Information given:
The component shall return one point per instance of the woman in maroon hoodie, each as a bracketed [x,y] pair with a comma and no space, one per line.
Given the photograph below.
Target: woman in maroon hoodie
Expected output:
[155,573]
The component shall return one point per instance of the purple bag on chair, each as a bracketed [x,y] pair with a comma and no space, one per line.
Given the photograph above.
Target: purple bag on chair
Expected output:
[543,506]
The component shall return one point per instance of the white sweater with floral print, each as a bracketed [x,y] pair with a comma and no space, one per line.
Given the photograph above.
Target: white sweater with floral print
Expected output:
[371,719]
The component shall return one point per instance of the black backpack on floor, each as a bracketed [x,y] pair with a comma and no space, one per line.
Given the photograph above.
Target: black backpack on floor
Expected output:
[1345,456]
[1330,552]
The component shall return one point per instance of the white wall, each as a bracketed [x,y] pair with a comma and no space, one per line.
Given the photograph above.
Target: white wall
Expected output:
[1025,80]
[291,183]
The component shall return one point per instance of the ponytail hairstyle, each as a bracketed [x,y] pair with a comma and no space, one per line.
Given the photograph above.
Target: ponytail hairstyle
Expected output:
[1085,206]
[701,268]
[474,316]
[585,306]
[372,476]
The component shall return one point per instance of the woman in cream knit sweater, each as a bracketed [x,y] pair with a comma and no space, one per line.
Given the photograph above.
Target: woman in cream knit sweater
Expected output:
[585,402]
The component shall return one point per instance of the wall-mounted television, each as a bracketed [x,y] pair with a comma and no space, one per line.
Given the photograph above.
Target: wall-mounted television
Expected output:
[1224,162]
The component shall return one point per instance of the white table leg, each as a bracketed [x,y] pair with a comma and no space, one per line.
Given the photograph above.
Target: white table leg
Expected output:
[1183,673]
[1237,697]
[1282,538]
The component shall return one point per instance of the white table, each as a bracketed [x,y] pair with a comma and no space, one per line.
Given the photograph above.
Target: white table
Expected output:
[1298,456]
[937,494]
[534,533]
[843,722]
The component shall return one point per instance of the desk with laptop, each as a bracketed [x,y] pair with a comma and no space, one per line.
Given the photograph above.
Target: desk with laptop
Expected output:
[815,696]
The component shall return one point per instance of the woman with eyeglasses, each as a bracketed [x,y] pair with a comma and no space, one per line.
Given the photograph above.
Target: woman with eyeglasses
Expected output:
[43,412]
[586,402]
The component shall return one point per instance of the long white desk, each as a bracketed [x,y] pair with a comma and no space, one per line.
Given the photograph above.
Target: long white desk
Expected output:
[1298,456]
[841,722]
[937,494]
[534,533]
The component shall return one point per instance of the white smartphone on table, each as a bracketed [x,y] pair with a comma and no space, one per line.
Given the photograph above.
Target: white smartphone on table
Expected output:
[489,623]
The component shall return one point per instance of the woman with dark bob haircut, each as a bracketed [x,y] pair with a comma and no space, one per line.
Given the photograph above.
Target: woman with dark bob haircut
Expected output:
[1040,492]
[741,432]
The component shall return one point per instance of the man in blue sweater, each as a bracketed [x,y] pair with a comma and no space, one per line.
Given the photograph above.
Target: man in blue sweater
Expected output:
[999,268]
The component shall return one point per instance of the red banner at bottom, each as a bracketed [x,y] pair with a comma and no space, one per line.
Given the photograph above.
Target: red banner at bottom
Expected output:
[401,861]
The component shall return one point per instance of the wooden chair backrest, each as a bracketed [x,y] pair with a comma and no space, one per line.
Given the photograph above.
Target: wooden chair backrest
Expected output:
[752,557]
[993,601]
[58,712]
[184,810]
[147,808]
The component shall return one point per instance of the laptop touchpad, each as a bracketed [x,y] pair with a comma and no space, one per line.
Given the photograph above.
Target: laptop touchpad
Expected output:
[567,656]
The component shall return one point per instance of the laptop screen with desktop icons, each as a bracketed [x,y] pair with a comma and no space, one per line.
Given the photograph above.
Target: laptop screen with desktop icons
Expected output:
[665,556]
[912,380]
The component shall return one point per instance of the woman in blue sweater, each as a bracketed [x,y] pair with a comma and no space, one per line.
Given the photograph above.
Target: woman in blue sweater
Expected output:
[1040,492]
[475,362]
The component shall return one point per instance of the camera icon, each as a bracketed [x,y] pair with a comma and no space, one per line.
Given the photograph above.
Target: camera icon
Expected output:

Exercise requirements:
Output the listing exactly, from first line to last.

Solution:
The component shall return one point per instance of the woman in maroon hoodie, each as a bracketed [x,y] pair with a comma and no space, one per line.
Given the photograph below.
Target: woman in maroon hoodie
Expected output:
[155,573]
The component shall return one point per instance of the purple bag on chair, each as a bracketed [x,y] pair with a comma and no space, one per line.
Given the photograph above.
Target: purple bag on chair
Expected output:
[543,506]
The component shall return one point per instance of the white sweater with floral print, each as a bracketed [x,y] pair with a comma and no space, one per line.
Given the photograph above.
Target: white sweater with floral print
Expected output:
[371,719]
The component shall return one point per instance of the black backpack on floor, each as a bracketed [x,y] pair with a comma and no space, one per line.
Given the photograph above.
Target: black backpack on floor
Expected output:
[1345,456]
[1330,552]
The component shall return one point per instance of the white wall, each as a bracketed [x,y] pair with a comma and no space, one per line.
Given the photograph above.
Target: white wall
Expected output:
[1025,80]
[291,183]
The component shall return one point per instance of the ponytail hairstyle, each as a bracketed [x,y] pair with a comma and no space, one per line.
Given the photograph above.
Target: ponytail hairstyle
Expected output:
[1085,206]
[701,268]
[474,316]
[585,306]
[372,476]
The component shall return one point per instance of the woman in cream knit sweater, each as a bracketed [x,y] pair with a comma and no space, one per line.
Given the photograph above.
Target: woman in cream knit sweater
Expected output:
[585,402]
The component shall return one point per instance of the wall-mounted television, each as a bracketed [x,y] pair with a comma and no space, one per line.
Given the photograph above.
Target: wall-mounted television
Expected output:
[1224,162]
The component shall return one point per instance of the white table leg, each as a bracketed [x,y] pair with a comma and no space, one per line.
Given the photograph above.
Target: white table leg
Expected output:
[1183,673]
[1237,697]
[1282,538]
The component shall return one point per instance of the white table, each as a bracketed [x,y] pair with a comma and no space, one per line.
Given the photograph above.
Target: white table
Expected output:
[1298,456]
[937,494]
[534,533]
[843,722]
The component shall return one point per instance of the desk with laptop, each as a bracketed [x,y] pair with a comma and no space, one per line.
Given the photograph above.
Target: desk with laptop
Expected output:
[815,696]
The component shall return one point per instance of the woman with eyeglasses, each as a bracketed [x,y] pair with a comma and no space, one per line.
Given the photograph above.
Target: woman with eyeglasses
Expected output:
[43,412]
[586,402]
The component shall return one point per instance of the long white desk, each as a bracketed [x,y] pair with a comma and no space, one per line.
Given the photograph above.
Target: long white desk
Expected output:
[1298,456]
[841,722]
[937,494]
[534,533]
The component shall return one point per instance of the white smartphone on table, each as a bracketed [x,y] pair with a comma and no space, one per line.
Given the photograph above.
Target: white smartphone on table
Expected output:
[489,623]
The component shall return one point per instance of the woman with dark bob haircut, each as a bracketed [x,y] pair with a comma and no space, one per line.
Given the photograph above.
Target: woman with dark bob haircut
Expected output:
[1040,492]
[741,432]
The component shall return one point per instance of the man in blue sweater, each as a bracketed [x,y] pair with a comma and no space, one per line.
Given the photograph above.
Target: man in blue sweater
Expected output:
[999,268]
The component shall return one point per instance of the red banner at bottom, each as a bracketed [x,y] pair with a comma and no space, one per line.
Given the photograph above.
Target: red banner at bottom
Expected output:
[401,861]
The component shall return one point per instance of the wooden chair backrest, each as a bracketed [x,y] pair with a comma and no space, one per line.
Given the photograph above.
Target: wooden chair backrest
Expected output:
[752,557]
[993,601]
[58,712]
[184,810]
[147,808]
The component shall return one point per instance of the laptop touchpad, each as a bracketed [x,y] pair with a comma and no space, one per line.
Given the photograph above.
Target: laptop touchpad
Expected output:
[567,656]
The component shall return one point per instance of the laptop screen with desktop icons, each as a bracketed [x,y] pair with a comma and no space, one per line.
Given the photograph above.
Target: laptop screen with desktop icons
Expected output:
[665,556]
[912,380]
The component shall return one point per instance of the woman in blue sweater, each as a bracketed [x,y] pair with a comma and no space, one per line.
Given the photograph above.
Target: woman in blue sweater
Expected output:
[1040,492]
[475,362]
The component shall return one point per instance of the camera icon, each as a bracketed [x,y] pair with a comma and no space, one per line.
Given the photograph above.
Target: camera icon
Expected output:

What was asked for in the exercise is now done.